### [Exercise aim]
Among the entries below, how many lines include "trunk"? Answer with the number only.

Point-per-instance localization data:
= = = = = = =

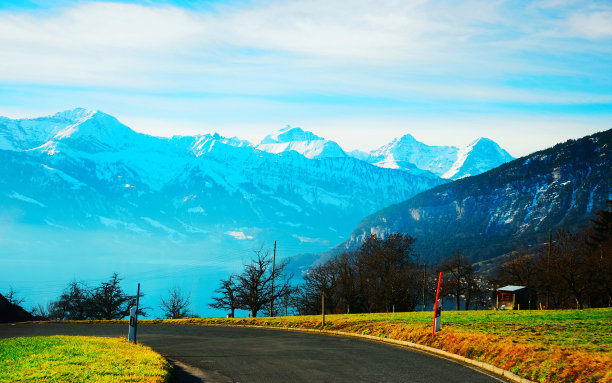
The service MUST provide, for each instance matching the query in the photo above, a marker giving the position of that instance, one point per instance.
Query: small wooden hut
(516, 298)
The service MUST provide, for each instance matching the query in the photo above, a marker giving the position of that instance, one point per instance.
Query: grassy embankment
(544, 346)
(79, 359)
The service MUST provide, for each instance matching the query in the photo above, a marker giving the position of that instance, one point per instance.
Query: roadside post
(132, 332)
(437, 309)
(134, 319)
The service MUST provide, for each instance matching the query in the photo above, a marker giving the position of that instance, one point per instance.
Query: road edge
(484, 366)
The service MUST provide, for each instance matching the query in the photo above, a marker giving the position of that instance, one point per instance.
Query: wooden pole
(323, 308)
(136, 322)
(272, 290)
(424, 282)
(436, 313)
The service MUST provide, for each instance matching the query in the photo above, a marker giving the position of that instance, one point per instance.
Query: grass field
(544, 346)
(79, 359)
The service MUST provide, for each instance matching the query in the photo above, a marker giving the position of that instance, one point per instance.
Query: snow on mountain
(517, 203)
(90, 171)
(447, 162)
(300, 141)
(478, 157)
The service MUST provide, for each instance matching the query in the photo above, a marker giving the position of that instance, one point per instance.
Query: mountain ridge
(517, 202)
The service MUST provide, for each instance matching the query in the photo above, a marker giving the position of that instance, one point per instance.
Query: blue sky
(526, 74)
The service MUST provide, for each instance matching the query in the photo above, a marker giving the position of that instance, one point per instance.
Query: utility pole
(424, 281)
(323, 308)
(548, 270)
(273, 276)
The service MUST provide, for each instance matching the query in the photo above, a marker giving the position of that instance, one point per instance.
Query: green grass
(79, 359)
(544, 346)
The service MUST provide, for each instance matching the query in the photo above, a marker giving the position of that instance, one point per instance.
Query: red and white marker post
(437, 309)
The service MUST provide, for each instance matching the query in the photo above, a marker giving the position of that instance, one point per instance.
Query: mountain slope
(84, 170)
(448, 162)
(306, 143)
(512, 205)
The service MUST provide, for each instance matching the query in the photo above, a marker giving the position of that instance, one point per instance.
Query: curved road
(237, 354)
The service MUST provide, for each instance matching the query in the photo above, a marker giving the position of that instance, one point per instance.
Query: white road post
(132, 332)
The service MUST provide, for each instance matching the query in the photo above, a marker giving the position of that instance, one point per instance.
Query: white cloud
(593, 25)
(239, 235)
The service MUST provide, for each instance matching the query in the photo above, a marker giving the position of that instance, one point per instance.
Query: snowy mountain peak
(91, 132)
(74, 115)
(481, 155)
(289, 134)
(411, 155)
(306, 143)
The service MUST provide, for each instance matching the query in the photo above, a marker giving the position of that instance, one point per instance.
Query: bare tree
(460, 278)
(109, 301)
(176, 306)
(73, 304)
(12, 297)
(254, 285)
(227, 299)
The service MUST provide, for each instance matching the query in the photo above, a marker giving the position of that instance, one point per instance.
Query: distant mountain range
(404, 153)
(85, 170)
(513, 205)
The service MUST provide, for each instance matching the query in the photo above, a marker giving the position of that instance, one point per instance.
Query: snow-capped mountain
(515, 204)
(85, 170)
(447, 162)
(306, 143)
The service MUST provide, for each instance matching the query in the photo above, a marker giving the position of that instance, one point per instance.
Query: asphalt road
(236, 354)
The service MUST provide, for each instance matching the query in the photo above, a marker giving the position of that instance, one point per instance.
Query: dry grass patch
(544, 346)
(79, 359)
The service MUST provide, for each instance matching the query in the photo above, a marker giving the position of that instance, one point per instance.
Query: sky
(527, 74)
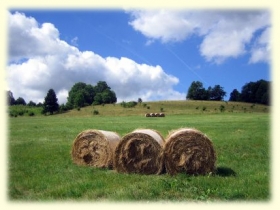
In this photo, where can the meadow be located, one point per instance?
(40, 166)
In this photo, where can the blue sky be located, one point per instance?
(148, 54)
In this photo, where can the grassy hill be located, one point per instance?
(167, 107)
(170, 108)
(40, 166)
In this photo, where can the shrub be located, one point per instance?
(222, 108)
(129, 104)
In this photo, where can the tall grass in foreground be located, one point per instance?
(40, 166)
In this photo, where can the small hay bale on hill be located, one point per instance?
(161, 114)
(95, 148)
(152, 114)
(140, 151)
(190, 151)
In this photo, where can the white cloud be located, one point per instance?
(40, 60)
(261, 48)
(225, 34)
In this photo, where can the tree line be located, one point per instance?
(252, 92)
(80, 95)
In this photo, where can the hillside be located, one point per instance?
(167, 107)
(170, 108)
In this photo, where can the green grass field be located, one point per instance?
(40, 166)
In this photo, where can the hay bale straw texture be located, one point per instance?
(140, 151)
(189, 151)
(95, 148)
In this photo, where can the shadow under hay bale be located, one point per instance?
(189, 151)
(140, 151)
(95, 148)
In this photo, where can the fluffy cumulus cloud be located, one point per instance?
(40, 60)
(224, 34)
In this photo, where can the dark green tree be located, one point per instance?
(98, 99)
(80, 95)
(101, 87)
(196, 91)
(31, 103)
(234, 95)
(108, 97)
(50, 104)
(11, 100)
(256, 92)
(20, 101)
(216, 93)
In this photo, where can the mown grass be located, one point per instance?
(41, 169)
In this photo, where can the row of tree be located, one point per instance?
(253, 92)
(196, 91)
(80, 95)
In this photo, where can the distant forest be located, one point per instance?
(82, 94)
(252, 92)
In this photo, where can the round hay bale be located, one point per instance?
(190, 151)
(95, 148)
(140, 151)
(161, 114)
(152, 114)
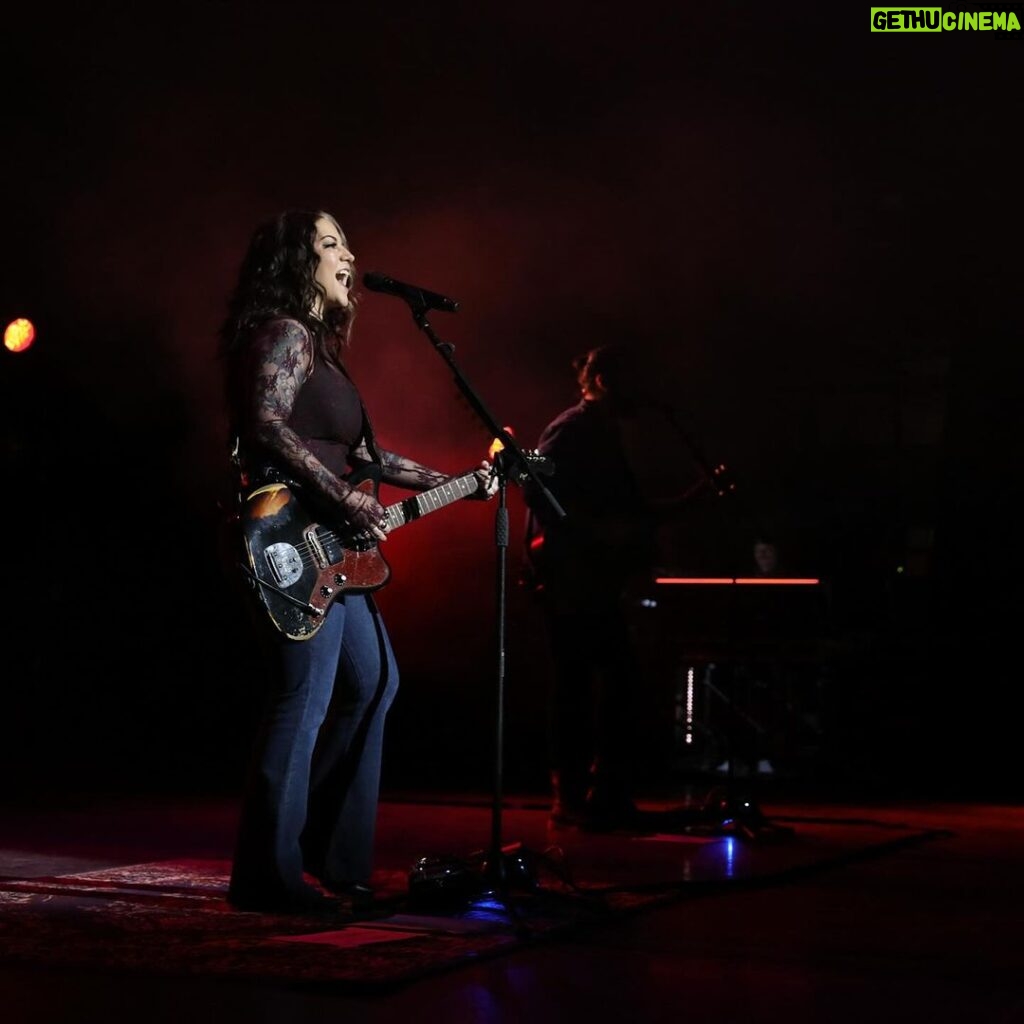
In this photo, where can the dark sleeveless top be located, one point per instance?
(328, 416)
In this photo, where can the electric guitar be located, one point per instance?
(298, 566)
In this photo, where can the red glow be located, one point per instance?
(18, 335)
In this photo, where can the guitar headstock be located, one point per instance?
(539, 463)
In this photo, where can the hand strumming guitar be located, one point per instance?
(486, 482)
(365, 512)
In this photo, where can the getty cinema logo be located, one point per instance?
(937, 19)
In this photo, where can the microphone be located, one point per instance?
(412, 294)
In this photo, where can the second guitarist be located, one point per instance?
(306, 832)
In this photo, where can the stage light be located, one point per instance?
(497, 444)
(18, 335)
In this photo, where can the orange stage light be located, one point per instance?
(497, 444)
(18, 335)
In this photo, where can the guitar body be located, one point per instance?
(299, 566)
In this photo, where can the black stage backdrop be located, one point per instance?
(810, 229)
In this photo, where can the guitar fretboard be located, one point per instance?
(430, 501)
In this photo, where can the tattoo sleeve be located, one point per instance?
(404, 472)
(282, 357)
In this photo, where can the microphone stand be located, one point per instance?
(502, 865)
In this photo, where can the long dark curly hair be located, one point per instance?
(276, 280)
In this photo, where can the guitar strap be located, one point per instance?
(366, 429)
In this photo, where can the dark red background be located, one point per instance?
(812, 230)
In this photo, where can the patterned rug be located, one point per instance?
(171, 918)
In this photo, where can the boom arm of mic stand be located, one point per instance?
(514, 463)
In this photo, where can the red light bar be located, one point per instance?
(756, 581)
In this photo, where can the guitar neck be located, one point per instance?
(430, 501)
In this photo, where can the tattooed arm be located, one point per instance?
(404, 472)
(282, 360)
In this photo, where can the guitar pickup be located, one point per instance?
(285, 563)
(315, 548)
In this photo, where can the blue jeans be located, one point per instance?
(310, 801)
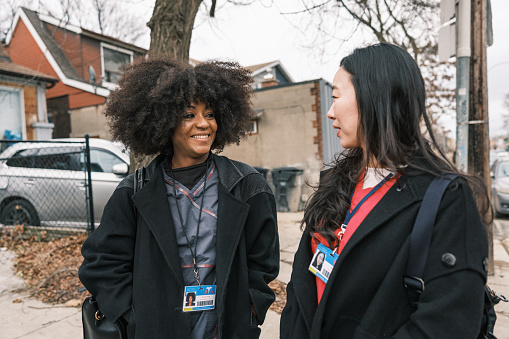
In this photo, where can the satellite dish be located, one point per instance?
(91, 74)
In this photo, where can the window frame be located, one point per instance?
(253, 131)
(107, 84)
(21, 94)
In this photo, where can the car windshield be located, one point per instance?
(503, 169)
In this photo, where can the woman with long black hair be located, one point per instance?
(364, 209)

= = = = = = =

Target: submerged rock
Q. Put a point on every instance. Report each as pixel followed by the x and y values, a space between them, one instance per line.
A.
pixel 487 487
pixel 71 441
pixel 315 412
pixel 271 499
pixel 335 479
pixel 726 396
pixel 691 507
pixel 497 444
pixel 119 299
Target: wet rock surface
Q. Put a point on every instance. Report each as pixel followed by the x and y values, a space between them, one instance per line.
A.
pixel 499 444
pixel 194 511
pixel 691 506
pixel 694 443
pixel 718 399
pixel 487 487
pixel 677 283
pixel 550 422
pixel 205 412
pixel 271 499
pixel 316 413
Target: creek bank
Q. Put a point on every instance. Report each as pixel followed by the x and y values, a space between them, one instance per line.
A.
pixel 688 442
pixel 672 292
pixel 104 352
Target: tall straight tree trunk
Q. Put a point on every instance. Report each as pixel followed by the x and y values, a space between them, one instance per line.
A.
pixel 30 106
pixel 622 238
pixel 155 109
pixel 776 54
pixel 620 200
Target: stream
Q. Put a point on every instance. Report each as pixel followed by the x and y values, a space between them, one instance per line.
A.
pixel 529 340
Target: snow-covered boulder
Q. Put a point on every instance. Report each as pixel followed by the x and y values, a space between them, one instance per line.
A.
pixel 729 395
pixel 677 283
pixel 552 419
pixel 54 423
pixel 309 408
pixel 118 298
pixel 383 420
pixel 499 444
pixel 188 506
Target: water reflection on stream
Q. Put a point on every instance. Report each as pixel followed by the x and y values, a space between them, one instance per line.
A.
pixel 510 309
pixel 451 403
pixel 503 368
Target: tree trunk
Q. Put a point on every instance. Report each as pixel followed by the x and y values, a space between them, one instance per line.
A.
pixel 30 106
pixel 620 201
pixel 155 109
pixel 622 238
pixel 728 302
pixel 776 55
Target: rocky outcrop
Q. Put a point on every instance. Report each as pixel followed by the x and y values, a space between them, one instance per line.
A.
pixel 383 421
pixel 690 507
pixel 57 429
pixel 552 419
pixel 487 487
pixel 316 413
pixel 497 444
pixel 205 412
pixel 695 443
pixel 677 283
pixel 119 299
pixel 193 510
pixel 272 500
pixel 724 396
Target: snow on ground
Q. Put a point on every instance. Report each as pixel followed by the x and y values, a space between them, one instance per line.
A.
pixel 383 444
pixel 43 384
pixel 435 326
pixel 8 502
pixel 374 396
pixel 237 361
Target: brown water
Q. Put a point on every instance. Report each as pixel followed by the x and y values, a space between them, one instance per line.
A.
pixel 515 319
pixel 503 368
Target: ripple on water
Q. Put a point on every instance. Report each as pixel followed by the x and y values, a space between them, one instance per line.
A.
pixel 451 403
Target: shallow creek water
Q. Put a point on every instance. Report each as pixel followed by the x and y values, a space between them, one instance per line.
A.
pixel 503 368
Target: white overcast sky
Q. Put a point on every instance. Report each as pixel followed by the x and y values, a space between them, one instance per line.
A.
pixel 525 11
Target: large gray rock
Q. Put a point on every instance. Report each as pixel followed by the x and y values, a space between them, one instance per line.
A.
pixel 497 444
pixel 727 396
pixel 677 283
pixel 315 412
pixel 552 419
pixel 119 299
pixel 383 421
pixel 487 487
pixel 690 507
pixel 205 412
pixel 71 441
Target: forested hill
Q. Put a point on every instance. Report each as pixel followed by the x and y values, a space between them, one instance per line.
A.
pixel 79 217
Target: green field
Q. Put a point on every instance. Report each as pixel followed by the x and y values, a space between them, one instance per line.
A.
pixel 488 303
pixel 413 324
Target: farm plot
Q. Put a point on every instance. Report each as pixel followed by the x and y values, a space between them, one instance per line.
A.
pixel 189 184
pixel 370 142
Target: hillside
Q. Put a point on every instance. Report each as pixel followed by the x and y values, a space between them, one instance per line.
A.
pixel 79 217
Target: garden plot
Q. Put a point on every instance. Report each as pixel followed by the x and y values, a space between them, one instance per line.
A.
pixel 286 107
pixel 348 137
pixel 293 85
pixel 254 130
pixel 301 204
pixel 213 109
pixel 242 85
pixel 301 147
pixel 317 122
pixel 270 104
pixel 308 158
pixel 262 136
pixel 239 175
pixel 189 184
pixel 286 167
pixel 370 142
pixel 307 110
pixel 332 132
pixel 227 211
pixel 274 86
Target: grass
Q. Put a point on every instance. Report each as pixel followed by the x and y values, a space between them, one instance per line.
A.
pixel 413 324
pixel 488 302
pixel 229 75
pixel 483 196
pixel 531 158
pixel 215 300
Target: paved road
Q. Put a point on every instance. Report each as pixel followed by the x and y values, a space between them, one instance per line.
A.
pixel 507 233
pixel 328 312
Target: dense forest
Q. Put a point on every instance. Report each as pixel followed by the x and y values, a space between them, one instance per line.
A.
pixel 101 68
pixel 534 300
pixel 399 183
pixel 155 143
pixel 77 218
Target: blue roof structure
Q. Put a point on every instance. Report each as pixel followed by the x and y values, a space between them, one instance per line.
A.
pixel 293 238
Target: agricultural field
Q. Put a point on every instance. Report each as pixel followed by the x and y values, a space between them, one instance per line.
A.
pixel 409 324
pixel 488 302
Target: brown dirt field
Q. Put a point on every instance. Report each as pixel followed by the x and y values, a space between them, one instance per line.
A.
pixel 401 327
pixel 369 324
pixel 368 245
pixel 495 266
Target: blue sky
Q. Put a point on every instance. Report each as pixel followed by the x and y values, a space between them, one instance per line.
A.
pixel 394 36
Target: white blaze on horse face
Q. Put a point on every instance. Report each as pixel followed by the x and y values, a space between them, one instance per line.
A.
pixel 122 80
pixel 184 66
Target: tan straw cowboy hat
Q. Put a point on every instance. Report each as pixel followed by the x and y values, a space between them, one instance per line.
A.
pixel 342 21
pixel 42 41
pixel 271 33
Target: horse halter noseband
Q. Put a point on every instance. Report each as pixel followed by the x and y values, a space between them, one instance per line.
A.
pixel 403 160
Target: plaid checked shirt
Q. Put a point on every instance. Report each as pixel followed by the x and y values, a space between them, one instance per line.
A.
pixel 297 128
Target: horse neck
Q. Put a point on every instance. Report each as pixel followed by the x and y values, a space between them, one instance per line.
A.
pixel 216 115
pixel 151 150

= = = = = = =

### [Exercise answer]
2